Reproduce word for word the part of the items that begins with the line containing "task | place a point on the overcast" and runs through the final line of the items.

+--

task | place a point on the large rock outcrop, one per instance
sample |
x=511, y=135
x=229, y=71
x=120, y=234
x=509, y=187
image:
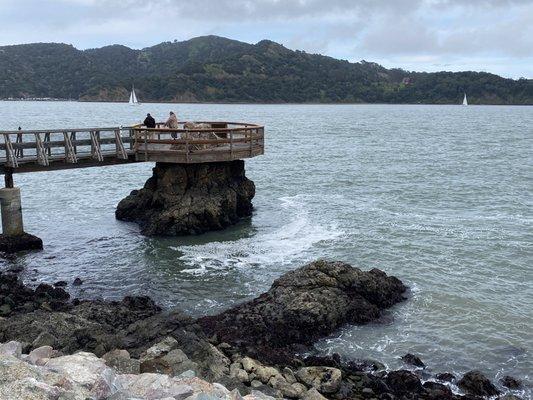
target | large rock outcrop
x=188, y=199
x=305, y=305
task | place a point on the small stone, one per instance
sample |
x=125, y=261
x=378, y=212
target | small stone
x=265, y=373
x=11, y=348
x=187, y=374
x=249, y=365
x=242, y=376
x=312, y=394
x=324, y=379
x=160, y=349
x=255, y=383
x=155, y=366
x=5, y=310
x=235, y=395
x=288, y=374
x=179, y=362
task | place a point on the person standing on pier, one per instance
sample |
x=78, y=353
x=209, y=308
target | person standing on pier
x=149, y=121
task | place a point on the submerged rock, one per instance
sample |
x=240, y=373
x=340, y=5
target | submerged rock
x=474, y=382
x=411, y=359
x=510, y=382
x=188, y=199
x=304, y=305
x=14, y=244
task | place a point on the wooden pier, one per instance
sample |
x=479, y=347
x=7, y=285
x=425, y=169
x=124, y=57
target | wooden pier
x=198, y=142
x=53, y=149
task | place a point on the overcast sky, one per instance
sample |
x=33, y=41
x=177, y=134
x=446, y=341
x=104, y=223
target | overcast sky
x=421, y=35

+--

▶ **RESPONSE TO THE TASK**:
task | place a point on the overcast sky, one per instance
sample |
x=33, y=41
x=177, y=134
x=446, y=341
x=104, y=223
target | overcast sky
x=421, y=35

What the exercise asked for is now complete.